* START GIVEN TEXT *
This would be a battle between the frozen chicken piccata with 38 ingredients and the BLT made from Prather Ranch bacon, hand-kneaded bread, farm-fresh veggies and home-blended mayonnaise,” Sierra Filucci explains in the Sacramento News & Review. “But more than that, it would be a test of what it means to be a mother–a mother who wants to feed her family and keep them healthy, but who also wants more from life than kneading dough and a sink full of dishes.”

Filucci has some refreshing thoughts about the shortcomings of the sustainable food movement (as personified by Michael Pollan, Alice Waters, and others), specifically concerning gender and the division of household labor. “Maybe, I thought, this elevation of food to a holy plain is a noble movement that is simply ignorant of the real lives of modern working families,” she writes. “And without realizing it, this movement, one that’s so appealing to young progressives, is actually pushing for a more traditional family structure, gently nudging women back to a place our forebears fought so hard to escape: the kitchen.”

After a bland month immersed in the frozen milieu of Trader Joe’s, in which “food faded into the background” of the family’s lives, it was time for cooking month. And after the easy weeks of preparing food via microwave oven, it was clear to Filucci that there was only one way for the slow method to win out:

If the sustainable-food movement is to succeed–not just in drawing in the small segment of society that has the luxury of time, but in persuading modern working families to garden, buy local and cook from scratch–then it needs to promote fully the idea of shared labor. In his books and talks, Pollan weaves a romantic ideal of wholesomeness based on individual acts. He and his compatriots create a mythology around farming and cooking that seems achievable–as though you could reach it if you just stretched enough, tried hard enough and sacrificed enough. But who exactly is sacrificing? The reality is as unworkable today as it was in the 1950s, when women’s lives were limited to the kitchen and kids. And it’s still as unworkable as it was in the 1980s, when my mom tried to manage the house, the family and the job. It will remain unworkable now, unless all adults in a family participate, and participate fully.

For me, that means letting go of the notion that I can forever control everything that feeds my children’s precious little bodies. For my husband, that means acknowledging how tricky it is to plan meals and execute them with whiny children around. And for the slow-food movement, it means realizing that what they ask of communities and households–while worthy and noble–falls unequally at women’s feet.
* END GIVEN TEXT *
* START GIVEN ENTRIES *
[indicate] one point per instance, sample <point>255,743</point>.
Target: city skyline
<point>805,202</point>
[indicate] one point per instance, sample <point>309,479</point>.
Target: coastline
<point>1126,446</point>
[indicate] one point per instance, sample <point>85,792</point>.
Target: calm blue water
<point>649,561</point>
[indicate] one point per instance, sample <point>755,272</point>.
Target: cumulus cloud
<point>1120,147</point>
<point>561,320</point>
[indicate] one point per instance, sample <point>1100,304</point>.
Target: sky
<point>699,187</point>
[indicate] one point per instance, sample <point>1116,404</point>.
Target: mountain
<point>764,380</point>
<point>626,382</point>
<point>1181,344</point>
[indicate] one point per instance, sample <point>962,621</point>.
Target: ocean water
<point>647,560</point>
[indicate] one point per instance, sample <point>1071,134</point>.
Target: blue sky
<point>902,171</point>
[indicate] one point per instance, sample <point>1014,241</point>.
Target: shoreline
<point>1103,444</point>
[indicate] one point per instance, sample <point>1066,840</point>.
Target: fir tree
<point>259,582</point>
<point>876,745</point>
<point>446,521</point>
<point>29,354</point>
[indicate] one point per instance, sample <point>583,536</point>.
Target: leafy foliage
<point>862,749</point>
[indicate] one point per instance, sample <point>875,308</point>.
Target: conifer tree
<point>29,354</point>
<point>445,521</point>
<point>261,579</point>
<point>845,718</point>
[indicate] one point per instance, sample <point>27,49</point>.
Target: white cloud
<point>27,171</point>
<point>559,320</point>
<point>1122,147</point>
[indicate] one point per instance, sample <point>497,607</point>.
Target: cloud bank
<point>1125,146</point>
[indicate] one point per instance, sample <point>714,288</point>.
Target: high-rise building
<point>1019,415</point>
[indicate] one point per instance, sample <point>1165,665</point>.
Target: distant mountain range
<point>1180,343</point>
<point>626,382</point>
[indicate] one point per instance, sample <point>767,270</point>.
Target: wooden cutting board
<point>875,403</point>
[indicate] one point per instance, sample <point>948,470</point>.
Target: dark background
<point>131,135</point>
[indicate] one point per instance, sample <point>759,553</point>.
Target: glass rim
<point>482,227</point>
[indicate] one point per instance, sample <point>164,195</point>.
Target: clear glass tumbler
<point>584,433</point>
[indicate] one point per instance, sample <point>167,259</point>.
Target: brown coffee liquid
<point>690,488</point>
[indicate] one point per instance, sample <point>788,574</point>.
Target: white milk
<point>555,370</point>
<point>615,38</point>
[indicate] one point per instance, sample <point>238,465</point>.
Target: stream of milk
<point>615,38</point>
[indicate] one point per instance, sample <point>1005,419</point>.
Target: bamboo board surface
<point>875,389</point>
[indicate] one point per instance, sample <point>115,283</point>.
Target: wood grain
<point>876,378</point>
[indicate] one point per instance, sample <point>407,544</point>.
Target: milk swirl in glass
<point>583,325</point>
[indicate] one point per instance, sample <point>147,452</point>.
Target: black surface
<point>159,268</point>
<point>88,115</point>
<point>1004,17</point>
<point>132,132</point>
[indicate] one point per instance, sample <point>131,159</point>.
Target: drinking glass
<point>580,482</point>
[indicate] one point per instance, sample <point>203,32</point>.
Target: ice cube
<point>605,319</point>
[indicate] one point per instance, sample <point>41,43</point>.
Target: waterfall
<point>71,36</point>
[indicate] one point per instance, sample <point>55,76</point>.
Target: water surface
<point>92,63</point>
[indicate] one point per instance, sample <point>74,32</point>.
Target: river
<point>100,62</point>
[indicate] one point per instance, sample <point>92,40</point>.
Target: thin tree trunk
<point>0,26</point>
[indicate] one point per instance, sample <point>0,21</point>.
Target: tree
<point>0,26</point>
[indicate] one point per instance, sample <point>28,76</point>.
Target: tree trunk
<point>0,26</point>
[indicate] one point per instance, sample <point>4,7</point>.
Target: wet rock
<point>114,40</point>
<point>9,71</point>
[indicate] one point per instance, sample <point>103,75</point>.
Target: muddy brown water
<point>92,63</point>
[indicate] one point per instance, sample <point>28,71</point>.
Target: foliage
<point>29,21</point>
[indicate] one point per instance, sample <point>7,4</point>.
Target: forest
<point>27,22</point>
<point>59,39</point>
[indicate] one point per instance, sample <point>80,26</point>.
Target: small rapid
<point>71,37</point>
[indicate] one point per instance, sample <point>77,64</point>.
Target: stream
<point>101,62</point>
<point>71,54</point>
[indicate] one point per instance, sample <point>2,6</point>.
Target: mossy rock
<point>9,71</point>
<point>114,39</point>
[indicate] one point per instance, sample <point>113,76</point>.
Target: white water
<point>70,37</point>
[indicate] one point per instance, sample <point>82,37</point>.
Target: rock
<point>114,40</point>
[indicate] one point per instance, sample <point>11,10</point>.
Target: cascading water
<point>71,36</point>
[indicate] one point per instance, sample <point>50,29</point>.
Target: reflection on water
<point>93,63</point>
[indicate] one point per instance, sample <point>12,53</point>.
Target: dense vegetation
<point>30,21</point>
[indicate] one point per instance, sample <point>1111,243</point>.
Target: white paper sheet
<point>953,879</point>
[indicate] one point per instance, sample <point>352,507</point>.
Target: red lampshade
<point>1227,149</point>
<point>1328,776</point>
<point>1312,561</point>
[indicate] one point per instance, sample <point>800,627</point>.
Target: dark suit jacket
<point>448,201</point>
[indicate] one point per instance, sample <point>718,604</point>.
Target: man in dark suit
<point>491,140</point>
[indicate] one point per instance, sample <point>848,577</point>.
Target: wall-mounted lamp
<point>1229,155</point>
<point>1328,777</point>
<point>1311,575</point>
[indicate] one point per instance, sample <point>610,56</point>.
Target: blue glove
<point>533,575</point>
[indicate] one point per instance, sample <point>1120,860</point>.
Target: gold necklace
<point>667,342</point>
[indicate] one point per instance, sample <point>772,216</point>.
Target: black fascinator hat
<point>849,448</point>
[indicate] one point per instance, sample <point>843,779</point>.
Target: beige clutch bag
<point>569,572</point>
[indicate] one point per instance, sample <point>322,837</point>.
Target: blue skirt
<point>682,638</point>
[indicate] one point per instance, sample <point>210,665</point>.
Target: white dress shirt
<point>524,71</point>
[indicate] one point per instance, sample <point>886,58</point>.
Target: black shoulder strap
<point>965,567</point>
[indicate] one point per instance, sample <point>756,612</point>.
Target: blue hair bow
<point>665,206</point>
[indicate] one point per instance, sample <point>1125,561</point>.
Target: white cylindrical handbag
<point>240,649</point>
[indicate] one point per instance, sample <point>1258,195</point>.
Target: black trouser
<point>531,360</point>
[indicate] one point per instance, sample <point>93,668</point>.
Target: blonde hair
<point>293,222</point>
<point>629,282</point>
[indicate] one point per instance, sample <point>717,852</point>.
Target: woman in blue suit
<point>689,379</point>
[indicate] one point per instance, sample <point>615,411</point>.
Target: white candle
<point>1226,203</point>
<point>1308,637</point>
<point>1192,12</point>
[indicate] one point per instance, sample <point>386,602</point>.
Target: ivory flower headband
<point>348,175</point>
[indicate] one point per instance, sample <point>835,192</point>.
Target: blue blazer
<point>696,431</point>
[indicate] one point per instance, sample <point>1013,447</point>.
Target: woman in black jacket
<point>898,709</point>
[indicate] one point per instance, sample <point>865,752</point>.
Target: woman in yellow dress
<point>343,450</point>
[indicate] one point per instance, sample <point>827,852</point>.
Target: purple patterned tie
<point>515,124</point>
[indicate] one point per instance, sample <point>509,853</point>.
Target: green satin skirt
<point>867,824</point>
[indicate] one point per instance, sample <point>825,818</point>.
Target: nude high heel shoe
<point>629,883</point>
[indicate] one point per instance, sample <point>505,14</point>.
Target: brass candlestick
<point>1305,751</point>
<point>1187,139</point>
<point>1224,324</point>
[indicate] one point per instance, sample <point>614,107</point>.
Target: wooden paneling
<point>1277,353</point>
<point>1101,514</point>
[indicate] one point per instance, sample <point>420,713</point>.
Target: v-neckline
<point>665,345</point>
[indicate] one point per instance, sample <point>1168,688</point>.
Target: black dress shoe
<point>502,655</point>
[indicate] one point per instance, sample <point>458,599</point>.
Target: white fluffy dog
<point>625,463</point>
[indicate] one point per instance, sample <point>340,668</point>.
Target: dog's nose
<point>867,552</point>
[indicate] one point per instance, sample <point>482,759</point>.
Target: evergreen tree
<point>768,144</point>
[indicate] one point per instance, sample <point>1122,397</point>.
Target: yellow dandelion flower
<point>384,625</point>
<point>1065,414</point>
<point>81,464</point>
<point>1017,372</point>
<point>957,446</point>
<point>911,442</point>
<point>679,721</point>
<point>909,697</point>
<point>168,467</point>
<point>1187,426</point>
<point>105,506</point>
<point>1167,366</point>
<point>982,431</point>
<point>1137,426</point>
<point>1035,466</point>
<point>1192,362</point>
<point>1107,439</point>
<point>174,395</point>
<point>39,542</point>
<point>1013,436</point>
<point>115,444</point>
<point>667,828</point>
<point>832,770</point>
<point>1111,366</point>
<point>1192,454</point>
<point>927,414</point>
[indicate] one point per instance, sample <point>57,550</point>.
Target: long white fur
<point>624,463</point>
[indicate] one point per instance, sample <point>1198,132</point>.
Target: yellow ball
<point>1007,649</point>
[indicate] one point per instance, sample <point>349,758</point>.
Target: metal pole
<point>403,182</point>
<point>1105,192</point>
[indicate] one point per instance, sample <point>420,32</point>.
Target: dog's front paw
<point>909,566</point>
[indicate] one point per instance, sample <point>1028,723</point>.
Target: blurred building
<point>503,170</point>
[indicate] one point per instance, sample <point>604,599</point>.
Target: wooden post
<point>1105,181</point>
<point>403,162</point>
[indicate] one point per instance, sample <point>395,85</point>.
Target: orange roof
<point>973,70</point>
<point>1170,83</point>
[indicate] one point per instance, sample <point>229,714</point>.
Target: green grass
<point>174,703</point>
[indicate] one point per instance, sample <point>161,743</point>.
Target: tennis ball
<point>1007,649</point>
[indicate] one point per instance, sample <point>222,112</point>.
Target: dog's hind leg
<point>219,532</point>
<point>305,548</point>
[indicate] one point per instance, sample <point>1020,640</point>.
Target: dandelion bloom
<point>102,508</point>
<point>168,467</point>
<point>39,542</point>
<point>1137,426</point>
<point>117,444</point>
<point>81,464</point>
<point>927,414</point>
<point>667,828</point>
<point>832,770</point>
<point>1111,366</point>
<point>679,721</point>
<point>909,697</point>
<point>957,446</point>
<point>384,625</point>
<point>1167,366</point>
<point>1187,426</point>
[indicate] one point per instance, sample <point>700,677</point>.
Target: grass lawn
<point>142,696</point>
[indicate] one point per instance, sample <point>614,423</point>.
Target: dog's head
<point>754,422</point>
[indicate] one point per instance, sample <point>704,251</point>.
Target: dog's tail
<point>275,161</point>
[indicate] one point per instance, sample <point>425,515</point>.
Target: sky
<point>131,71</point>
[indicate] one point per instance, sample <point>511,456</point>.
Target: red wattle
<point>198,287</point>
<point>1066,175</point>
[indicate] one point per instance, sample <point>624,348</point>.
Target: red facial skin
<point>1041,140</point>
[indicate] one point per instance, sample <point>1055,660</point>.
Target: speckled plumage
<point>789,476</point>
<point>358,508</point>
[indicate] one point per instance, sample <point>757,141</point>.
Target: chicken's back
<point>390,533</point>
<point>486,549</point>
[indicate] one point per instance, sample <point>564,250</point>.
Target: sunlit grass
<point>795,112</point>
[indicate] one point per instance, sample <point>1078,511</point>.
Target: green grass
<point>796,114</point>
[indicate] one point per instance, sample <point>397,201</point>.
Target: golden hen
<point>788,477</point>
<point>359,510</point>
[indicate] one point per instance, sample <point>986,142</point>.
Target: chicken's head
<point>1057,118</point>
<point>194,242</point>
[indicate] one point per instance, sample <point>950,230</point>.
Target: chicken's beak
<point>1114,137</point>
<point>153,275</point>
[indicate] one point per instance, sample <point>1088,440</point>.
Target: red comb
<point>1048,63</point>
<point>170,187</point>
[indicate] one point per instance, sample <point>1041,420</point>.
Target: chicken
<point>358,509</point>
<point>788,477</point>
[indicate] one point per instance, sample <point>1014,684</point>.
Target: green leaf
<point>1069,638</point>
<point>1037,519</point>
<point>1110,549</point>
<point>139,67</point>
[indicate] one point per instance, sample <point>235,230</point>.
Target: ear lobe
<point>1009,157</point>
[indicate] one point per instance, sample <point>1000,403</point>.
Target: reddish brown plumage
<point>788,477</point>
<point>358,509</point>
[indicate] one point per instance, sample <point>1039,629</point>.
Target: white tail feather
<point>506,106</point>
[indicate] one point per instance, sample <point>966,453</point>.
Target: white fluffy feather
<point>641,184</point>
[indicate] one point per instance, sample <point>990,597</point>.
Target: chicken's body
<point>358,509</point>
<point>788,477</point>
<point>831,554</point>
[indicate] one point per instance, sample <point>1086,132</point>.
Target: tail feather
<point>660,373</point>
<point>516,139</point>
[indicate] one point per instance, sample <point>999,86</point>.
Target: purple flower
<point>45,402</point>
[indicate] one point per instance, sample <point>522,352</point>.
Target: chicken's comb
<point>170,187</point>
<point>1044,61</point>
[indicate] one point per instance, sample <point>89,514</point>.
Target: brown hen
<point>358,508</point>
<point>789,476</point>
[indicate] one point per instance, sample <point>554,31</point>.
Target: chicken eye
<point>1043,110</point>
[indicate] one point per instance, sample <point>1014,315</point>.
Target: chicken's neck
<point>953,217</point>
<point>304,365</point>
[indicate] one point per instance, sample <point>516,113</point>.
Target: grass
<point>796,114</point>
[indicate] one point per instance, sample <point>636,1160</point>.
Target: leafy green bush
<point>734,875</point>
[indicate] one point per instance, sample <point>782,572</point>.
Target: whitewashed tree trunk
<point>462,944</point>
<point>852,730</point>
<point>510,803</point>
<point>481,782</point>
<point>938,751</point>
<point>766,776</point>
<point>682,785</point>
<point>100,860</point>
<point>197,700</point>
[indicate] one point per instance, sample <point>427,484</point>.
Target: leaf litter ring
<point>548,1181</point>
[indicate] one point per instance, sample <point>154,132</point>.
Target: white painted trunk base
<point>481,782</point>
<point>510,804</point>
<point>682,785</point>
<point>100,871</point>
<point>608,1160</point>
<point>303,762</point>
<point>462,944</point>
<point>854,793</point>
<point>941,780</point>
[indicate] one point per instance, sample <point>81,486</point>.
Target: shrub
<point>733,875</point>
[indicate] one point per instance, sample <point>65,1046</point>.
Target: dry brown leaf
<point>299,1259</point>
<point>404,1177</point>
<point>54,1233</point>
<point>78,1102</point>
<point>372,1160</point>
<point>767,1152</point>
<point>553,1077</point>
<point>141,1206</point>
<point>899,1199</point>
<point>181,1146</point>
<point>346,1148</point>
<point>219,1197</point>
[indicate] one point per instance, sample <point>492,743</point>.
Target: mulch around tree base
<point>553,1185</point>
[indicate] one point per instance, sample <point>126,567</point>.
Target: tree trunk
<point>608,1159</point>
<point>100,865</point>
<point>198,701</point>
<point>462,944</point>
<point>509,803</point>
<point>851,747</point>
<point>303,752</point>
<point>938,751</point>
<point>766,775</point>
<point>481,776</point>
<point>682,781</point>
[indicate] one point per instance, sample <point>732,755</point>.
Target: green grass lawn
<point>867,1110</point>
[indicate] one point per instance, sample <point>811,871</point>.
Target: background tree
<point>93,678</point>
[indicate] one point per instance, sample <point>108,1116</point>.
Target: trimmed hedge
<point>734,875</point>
* END GIVEN ENTRIES *
**TO-DO LIST**:
(1) In the passage on the sustainable food movement, what ingredients make up the BLT?
(2) Return everything in the collected data entries from the line containing "[indicate] one point per instance, sample <point>113,76</point>." down to the line containing "<point>953,879</point>", copied verbatim.

**SOLVED TASKS**:
(1)
- Prather Ranch bacon
- hand-kneaded bread
- farm-fresh veggies
- home-blended mayonnaise

(2)
[indicate] one point per instance, sample <point>113,76</point>.
Target: white water
<point>70,37</point>
[indicate] one point per instance, sample <point>82,37</point>.
Target: rock
<point>114,40</point>
[indicate] one point per instance, sample <point>11,10</point>.
Target: cascading water
<point>71,36</point>
[indicate] one point per instance, sample <point>50,29</point>.
Target: reflection on water
<point>93,63</point>
[indicate] one point per instance, sample <point>12,53</point>.
Target: dense vegetation
<point>30,21</point>
[indicate] one point per instance, sample <point>1111,243</point>.
Target: white paper sheet
<point>953,879</point>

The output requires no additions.